▶ STATED EXERCISE
Reproduce every line of the material below verbatim, preserving each character, coordinate, and line break without alteration.
---------- DATA FOR THE TASK ----------
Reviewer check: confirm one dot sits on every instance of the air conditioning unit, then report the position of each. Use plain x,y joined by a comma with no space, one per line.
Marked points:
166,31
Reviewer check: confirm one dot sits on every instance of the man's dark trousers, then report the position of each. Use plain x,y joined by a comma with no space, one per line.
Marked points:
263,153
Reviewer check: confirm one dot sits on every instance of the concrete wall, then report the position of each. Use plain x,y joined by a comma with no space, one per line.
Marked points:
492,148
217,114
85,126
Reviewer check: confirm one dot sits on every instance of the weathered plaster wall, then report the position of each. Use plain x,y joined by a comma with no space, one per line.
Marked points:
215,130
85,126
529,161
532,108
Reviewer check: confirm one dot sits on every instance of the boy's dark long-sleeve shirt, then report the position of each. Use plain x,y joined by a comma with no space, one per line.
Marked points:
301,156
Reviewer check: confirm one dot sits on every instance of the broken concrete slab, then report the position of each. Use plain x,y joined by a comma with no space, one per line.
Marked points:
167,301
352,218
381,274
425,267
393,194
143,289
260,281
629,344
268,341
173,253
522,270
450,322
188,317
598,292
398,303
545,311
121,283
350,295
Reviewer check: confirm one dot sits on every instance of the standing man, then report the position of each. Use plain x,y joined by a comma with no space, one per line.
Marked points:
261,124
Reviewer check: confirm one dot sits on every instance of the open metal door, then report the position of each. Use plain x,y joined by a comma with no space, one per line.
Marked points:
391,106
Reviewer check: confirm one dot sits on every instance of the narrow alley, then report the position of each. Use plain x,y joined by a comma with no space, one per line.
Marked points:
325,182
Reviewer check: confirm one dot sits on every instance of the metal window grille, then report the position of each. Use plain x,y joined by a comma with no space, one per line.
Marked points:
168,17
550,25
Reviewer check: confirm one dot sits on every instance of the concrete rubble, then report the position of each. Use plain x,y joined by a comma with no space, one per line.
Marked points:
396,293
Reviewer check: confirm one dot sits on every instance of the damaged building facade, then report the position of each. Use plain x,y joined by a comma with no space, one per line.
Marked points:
----------
▶ THE RESPONSE
Reviewer check: confirm one dot sits on every instance of the air conditioning unit, then report the position of each. Use plain x,y joined by a comma with no space, one per line.
Marked points:
166,31
Reviewer check: confirm one dot sits on every instance of the man's dark trousers, then report the position of each. Use plain x,y joined by a comma with no space, one per line.
Marked points:
263,153
Reviewer check: confirm one dot sits on every instance of the concrete wall, then report the position of each. Use plain x,y joined by a comma with no space, one per line.
Marked points:
492,148
217,114
85,126
Reviewer check: confirm one dot sits on every instance of the weathered plaster wall, then report the position of each. Use plain x,y joined by a comma with no space, one per line.
Marked points:
215,130
85,126
529,161
532,108
Reviewer check: confirm one dot sits on every instance of the boy's dark long-sleeve shirt, then report the position of each. Use plain x,y joined by a comma with no space, one per line.
Marked points:
301,156
Reviewer check: confirm one dot sits on every instance of the broken concrete slab, then report the position of each. Use plain x,y joined by a comma with no space, one per line.
Marked points:
167,301
352,218
381,274
425,267
393,194
143,289
260,281
629,344
268,341
173,253
522,270
450,322
188,317
598,292
398,303
545,311
121,283
350,295
Reviewer check: confirm one dot sits on every instance of the standing man, then report the position of each. Use plain x,y joined by a comma with no space, one per line.
Marked points:
261,124
Reviewer check: confirm one dot sits on every instance of the open metal door, then report the position of each. Use plain x,y joined by a comma with no space, one per line.
Marked points:
391,106
Reviewer check: confirm one dot sits on every instance of the narrow alley, then report the position of each. Use plain x,y joined by a comma with no space, one per line.
Marked points:
325,182
Reviewer check: confirm one dot sits on every instance of the metal window grille, then report the position of each. Use plain x,y joined by a comma with no space, one per line.
Marked points:
168,17
550,25
Reviewer check: confirm one dot sits on every instance of the concrete rubble, then report the position of each. Use plain x,y joined by a comma with no space, one per line.
Marked points:
396,293
Reviewer check: confirm one dot sits on every instance of the damaged building facade, then report the position of each. Use plain x,y joined by a comma with no space, one per line.
Marked points:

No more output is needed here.